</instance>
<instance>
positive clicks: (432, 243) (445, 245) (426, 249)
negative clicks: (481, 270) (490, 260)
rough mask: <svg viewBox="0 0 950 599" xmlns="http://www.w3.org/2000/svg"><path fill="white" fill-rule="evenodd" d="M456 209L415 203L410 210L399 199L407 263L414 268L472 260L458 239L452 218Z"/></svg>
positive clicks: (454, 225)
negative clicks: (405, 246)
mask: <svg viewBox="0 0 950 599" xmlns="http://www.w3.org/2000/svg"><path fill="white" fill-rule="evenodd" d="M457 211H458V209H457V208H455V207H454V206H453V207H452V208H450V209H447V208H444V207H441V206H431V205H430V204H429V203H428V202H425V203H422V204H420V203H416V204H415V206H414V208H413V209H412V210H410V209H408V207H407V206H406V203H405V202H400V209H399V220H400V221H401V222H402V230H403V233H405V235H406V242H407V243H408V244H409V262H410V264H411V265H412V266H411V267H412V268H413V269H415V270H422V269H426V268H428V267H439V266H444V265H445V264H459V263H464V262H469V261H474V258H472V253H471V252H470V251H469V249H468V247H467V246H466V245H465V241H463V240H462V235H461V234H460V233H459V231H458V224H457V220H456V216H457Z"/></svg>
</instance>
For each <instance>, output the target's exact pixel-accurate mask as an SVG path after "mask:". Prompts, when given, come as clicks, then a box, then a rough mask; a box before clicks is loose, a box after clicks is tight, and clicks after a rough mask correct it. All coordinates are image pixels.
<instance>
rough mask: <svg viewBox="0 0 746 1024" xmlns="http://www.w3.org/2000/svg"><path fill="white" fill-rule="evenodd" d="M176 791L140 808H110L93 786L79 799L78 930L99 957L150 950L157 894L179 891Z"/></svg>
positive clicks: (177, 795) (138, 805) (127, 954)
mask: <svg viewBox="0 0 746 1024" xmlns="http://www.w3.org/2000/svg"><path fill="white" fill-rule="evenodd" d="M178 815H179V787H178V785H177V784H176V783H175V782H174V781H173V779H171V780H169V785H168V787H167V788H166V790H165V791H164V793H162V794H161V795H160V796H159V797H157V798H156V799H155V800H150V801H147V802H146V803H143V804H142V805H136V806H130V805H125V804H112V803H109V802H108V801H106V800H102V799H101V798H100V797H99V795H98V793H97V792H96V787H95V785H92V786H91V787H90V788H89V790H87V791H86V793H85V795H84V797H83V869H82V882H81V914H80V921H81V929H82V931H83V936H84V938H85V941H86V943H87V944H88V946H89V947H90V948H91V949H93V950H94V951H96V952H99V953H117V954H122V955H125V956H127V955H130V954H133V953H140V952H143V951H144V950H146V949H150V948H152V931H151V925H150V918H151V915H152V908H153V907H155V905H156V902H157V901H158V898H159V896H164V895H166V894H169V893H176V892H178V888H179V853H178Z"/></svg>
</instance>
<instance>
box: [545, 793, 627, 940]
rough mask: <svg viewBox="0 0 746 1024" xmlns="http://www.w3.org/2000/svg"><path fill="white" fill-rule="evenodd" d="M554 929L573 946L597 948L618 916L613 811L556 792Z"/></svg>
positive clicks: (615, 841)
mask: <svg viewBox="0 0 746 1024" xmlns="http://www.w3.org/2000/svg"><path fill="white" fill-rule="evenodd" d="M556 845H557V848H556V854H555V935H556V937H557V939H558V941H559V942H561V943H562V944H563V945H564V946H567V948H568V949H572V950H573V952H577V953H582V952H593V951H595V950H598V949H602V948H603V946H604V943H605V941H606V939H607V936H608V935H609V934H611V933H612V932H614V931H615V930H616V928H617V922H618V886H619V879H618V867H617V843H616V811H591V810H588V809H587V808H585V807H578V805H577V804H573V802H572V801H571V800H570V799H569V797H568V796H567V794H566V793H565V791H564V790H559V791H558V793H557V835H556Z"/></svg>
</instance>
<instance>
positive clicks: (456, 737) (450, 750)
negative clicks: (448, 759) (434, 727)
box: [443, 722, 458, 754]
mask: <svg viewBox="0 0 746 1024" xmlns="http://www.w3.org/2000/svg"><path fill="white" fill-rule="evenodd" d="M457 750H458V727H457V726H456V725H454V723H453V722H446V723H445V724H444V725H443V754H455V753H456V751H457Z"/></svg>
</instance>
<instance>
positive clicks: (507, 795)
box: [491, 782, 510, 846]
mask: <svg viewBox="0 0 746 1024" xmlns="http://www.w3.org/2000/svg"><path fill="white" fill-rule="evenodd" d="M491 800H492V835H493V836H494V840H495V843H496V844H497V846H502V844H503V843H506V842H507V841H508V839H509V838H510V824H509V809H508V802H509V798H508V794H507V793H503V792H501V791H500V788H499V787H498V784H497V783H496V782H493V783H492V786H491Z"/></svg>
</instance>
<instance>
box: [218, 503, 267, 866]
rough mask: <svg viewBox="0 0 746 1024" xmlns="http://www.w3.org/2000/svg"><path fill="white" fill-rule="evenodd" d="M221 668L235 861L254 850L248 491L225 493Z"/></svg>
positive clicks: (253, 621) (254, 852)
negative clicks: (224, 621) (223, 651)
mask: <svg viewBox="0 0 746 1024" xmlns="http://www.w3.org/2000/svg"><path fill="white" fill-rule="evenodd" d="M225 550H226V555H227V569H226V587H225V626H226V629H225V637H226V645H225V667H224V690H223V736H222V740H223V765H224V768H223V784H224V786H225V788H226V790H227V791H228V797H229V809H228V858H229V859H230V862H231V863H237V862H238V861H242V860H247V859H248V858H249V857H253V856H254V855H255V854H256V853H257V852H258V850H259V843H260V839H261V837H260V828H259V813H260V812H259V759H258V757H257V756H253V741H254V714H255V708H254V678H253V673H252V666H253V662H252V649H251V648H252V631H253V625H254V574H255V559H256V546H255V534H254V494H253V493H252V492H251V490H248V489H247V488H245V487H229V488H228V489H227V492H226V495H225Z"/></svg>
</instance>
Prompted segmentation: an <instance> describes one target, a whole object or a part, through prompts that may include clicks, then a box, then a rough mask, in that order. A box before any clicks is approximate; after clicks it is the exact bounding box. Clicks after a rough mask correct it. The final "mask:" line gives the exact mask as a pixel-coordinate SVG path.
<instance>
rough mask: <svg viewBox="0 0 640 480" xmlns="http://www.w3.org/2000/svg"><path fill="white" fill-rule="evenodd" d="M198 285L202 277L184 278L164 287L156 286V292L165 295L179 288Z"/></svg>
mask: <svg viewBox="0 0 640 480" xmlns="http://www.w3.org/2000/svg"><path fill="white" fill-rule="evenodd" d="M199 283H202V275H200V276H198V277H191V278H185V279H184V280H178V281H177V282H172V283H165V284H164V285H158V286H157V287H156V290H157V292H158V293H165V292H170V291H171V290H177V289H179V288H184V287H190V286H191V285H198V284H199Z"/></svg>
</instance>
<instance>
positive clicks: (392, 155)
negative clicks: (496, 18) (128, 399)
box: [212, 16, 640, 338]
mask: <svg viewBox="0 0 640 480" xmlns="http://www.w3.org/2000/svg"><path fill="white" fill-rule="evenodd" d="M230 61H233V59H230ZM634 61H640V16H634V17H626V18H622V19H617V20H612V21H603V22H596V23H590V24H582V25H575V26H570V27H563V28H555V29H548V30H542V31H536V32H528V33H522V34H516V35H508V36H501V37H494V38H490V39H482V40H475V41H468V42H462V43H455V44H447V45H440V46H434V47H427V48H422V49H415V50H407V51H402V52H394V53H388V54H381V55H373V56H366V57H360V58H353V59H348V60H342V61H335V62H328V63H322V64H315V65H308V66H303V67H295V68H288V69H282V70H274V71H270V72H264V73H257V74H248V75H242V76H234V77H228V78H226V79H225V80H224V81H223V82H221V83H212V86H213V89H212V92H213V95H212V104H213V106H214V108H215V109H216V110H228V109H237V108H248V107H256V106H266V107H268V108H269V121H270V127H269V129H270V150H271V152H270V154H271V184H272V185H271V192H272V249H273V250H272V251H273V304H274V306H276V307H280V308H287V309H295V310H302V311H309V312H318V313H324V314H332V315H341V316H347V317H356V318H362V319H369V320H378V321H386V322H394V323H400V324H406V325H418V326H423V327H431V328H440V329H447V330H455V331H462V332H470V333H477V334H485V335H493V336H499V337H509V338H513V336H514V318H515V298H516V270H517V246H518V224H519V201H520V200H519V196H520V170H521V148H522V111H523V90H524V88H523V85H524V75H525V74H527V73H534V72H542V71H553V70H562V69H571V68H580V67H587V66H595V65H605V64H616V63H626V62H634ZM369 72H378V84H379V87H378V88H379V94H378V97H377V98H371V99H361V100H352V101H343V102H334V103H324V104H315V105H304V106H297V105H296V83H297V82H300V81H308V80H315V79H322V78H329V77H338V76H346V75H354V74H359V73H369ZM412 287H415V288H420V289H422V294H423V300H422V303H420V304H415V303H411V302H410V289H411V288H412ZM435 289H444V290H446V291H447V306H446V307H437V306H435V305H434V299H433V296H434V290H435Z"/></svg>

● What this task involves
Show each line in the data where the string "exact" appears.

● Response to this exercise
For each <instance>, output the target's exact pixel-accurate mask as an SVG path after "mask:". Prompts, when given, come as clicks, then a box, then a rough mask; a box before clicks is loose, a box after clicks is tight, and clicks after a rough mask correct it. All coordinates are image pixels.
Prompted segmentation: an <instance> describes one target, a whole object or a part, through prompts that may include clicks, then a box, then a rough mask, in that order. A box before any clicks is approximate; after clicks it is the exact bounding box. Clicks after a rough mask correct it. The final "mask:" line gives the exact mask as a pixel-coordinate SVG path.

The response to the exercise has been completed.